BRIEF A
In the records, write out the stretch from the line containing "Task: pin the woman in" through the line containing "point(288, 350)" with "Returns" replaced by "Output" and everything else unchanged.

TEXT SECTION
It’s the year of 1966, it’s springtime in South Africa and widespread rains have fallen over the countryside. The mealie fields in the Free State stand tall and, in the apartheid cabinet of Prime Minister Hendrik Verwoerd, some refer to the majority of the population as ‘natives’ and ‘bantu’.
I am in the Air Force Gymnasium, in a ceremonial guard-of-honour unit for the State President, Mr CR Swart, a tall, thin man (with a top hat) nicknamed ‘Blackie’. So there we have the ceremonial head of government called Blackie ruling over the masses who were often referred to as ‘die Swart Gevaar’ (Black Danger).
Thinking back now, it seems so hideously weird. With a veneer of liberalism, three of my rebellious friends and I go AWOL and undertake a quick protest weekend trip down to Durbs by the sea. But matters soon unravel as we start a pub crawl in all the towns on the road to the coast. After Nottingham Road Hotel we wobble our way towards the Berg and end up in the hamlet of Himeville, in the old bar of the Himeville Arms.
Tales of wow and woe
All of this driving and crawling happens to the music of one single tape of The Beatles’ album Revolver. My goodness, roll over Beethoven, these were the hard days and nights on a country roadtrip. Back then village hotels were a hub of each town’s socialising, its heart and soul, and the meeting venue of a variety of clubs and societies across the land from east to west, from Messina in the north to Malmesbury in the south.
Some village hotels were dressed proudly British colonial, others gabled Cape-Dutch-like, others corrugated-iron roofed with long balconies adorned with white pillars and wood-fluted swing doors into the bar, a place for men only, with joyful laughter and dirty jokes.
Above the entrance, a sign boldly displayed would read matter-of-factly, ‘Whites Only’. Inside, the wooden bar counter often curved around a central drinks galley, where whisky, cane and brandy bottles were mounted and poised, tot ready.
Back then I’d hear the sharp clink of ice cubes falling into a glass, the soft plop of a double-shot of brandy and the fizz of Coke.
Many years of arm lifting and dopping has left the wooden bar counter with intricate patterns of glass stains that extend like tattoos across its surface, stirring up phrases and tales of wow and woe, of stories galore. I’d see ghosts dancing, men dissolving into memories, slowly fading into a cheered past. In one corner would stand the frame of a pitted dartboard spiked over the years, with a bad calendar picture of a reclining girl drooling sex appeal, just above it.
A crackling fire burning and a warm welcome
Now, propelled forward through time of years lapsed, I ponder on the slow demise of the great village hotel, overtaken by lodges, self-catering units and an endless line of B&Bs. Perhaps it’s my hankering for the longer days, slower lifestyle, simple pleasures, no animal called the internet, just a couple of words at The Pig and Whistle and a few days at a Karoo hotel.
Yet, my travels around this great southern continent over the years have shown that some traditional hotels have kept their gables high, their spirits flying with their edges slightly more roughened, still embracing the traveller with great fondness.

Object location annotation records
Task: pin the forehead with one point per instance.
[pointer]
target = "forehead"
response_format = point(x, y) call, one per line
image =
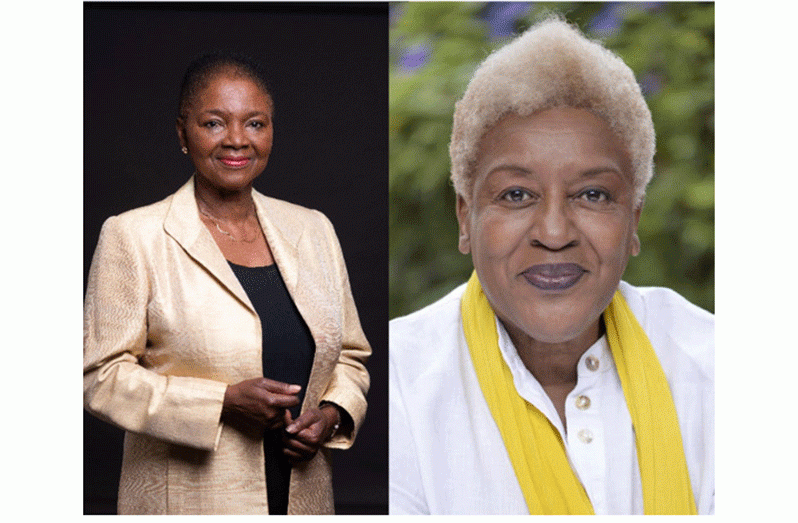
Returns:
point(230, 86)
point(555, 139)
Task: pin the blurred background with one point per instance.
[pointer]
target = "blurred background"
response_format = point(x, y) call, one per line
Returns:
point(434, 49)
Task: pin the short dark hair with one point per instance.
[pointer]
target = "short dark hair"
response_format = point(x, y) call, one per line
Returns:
point(203, 68)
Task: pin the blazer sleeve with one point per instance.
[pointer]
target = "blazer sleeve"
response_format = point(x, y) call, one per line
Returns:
point(350, 379)
point(116, 388)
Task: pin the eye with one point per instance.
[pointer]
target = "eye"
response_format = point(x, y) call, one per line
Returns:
point(515, 195)
point(594, 195)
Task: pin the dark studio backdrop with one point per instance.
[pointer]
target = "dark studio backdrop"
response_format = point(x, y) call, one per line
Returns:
point(327, 64)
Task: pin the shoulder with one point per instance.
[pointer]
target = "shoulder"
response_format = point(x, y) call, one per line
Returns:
point(428, 333)
point(680, 331)
point(281, 209)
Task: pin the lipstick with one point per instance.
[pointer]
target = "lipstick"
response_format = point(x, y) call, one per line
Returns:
point(234, 161)
point(554, 276)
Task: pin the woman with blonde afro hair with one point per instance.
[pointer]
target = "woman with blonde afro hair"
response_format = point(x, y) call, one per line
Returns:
point(545, 384)
point(552, 65)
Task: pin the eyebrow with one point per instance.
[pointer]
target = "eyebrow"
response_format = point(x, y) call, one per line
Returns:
point(220, 112)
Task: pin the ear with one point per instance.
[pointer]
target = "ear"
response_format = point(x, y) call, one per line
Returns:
point(463, 221)
point(635, 238)
point(181, 131)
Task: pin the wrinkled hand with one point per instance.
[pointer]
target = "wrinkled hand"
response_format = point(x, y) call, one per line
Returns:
point(259, 403)
point(305, 435)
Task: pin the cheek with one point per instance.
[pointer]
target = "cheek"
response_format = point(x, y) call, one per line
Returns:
point(498, 234)
point(612, 239)
point(199, 142)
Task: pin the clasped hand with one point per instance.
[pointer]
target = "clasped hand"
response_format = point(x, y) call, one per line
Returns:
point(262, 404)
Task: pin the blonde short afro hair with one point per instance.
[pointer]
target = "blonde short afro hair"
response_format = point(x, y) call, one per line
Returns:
point(552, 65)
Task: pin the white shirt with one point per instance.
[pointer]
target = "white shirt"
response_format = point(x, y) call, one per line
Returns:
point(447, 455)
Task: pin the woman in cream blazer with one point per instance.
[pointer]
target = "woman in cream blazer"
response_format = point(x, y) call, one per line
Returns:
point(168, 327)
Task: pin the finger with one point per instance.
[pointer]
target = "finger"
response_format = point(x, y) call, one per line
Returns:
point(275, 400)
point(278, 386)
point(299, 447)
point(306, 419)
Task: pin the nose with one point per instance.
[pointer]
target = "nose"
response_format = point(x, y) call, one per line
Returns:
point(236, 137)
point(552, 225)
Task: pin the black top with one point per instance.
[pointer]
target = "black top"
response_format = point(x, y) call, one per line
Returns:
point(288, 350)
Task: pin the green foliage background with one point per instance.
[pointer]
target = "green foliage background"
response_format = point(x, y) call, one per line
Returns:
point(669, 46)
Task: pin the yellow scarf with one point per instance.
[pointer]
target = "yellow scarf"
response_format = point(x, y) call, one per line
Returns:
point(534, 445)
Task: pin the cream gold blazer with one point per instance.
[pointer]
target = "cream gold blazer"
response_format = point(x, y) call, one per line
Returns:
point(167, 327)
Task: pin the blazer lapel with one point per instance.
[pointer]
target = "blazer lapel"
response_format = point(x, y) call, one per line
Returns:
point(184, 225)
point(282, 240)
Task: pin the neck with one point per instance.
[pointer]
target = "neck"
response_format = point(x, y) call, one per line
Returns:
point(553, 364)
point(224, 204)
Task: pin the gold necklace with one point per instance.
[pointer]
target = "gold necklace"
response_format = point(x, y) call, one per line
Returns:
point(216, 223)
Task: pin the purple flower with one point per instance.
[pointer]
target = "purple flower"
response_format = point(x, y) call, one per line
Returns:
point(414, 56)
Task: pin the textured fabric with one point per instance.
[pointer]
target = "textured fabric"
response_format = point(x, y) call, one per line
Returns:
point(167, 326)
point(447, 455)
point(663, 470)
point(287, 357)
point(544, 474)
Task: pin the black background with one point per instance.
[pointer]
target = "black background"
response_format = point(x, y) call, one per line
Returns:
point(328, 68)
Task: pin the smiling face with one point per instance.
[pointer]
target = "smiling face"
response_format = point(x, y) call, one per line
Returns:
point(227, 129)
point(551, 224)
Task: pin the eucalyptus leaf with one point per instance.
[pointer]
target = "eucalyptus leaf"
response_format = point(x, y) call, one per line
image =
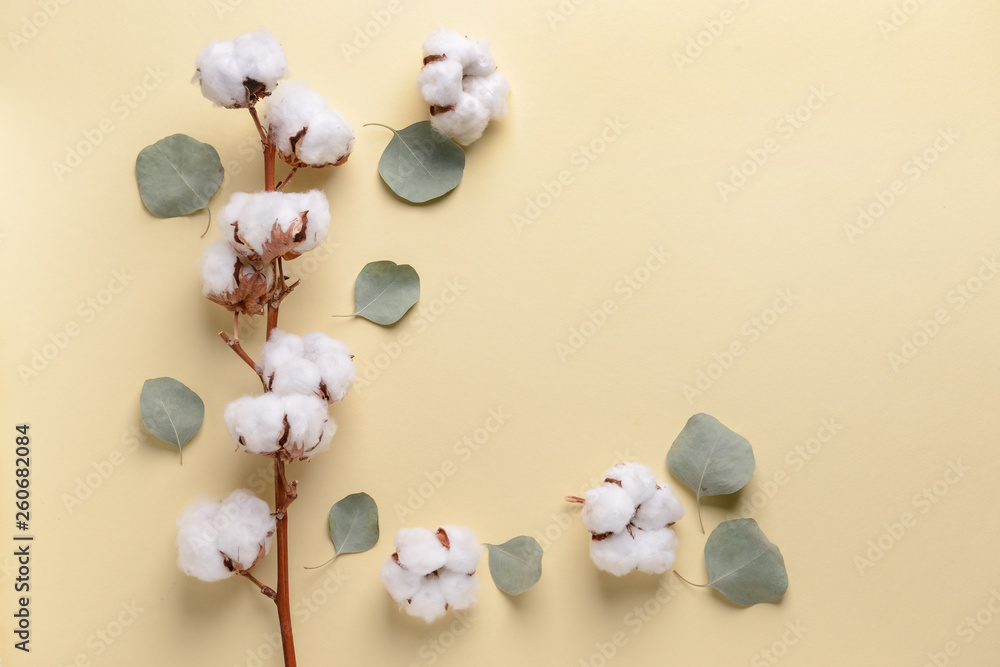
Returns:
point(420, 163)
point(743, 564)
point(384, 291)
point(171, 411)
point(710, 458)
point(516, 565)
point(354, 524)
point(177, 175)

BRIEF B
Go on with the memoir about South Africa's old village hotels from its final sentence.

EXPECTED OUTPUT A
Task: pin the woman in cream blazer with one point per instance.
[pointer]
target = "woman in cream blazer"
response_format = point(x, y) call, one per line
Output:
point(168, 327)
Task: pin the finger with one point per instance.
[pointer]
target = "finger"
response_format = point(x, y) call, one per line
Output:
point(275, 400)
point(278, 386)
point(299, 447)
point(306, 419)
Task: pin the nose with one point per instance.
[pointer]
target = "nose"
response_format = point(x, y) call, one per line
Output:
point(236, 137)
point(552, 225)
Task: pin the black top with one point per instance.
[pointer]
target = "black top"
response_format = point(x, y) call, one per line
Output:
point(288, 350)

EXPECTED OUTPUT B
Not long ago, life’s journey once again takes us into the rolling Midlands’ hills that surround Himeville, and so are born these few thoughts on three hotels. It’s 52 years after the visit by three vagabond air-force cadets, when I once again walk into the bar of the Himeville Arms.
“Holy Moses,” I say to the Zulu barman, Mfanafuthi Mazeka, who looks up with a broad, white-toothed smile. “Moses does not come any more,” he says with a shrug and a laugh. The boozy, bar-counter stains have vanished, sanded and polished away, bringing a hearty new cheer to the pub. The hotel, built-in 1900, feels old, in a kind of English manor-house way, a lounge with old couches and heavy curtains, a crackling fire burning, a warm welcome.
I photograph a waitress with a beauty of braids down to her waist and two cellphones in her pockets. My Canon finds delights around a complex of rambling spaces, old group photographs, passages, a sandstone-walled dining room, pot plants, garden cottages, outdoor tables and a swimming pool.
Between it all, tall pin oaks grow proudly, shading the spirits of all the travellers that have passed through here over the years. In the morning, my eyes delight at a wondrous English breakfast. “Holy Moses,” I sigh, drooling. “Sorry, he checked out ages ago,” my CEO, assistant and wife quips. “And you’re quite fat.”
Litte can subdue the local revelling
A day later, after a long drive over vast rural landscapes, we enter Grahamstown, the city of Saints and Sinners. I lectured photography here, for what, 18 years? The mere thought of this enormous stage of my life makes me want to be a little younger, a little more sinful again. Along Main Street, Lynn tells me to stop smiling.
The city is now called Makhanda and the varsity town is abuzz with people and cars, the streets dented with enormous potholes. Gone, forgotten and closed are a number of classic village hotels, the Grand and the Cathcart Arms hotels, once such popular beer holes for students and a few lecturers in the 1980s. Past Grahamstown and on the road to Bathurst, I wipe the sweat from my brow and drive my visual delights into true 1820 Settler country.
Bathurst is a quaint Eastern Cape village inhabited by a colourful brand of new settlers, many alternative and creative. Along the few streets, some gravel, giant milkwood trees hide an assortment of interesting dwellings. Slap bang in the middle of the village, the old Pig and Whistle Inn stands proudly.
With a nagging irritation, my Canon itches to start reminiscing, but first we settle into our en suite bedroom on the first floor. Like in the inns of old, other rooms lead off passages with large, communal bathrooms at the end. English settler Thomas Hartley, in the early 1820s, built this historic inn in Bathurst. After his death the name was changed to the Widow Hartley’s Inn but, as the legend goes, this did little to subdue the local revelling.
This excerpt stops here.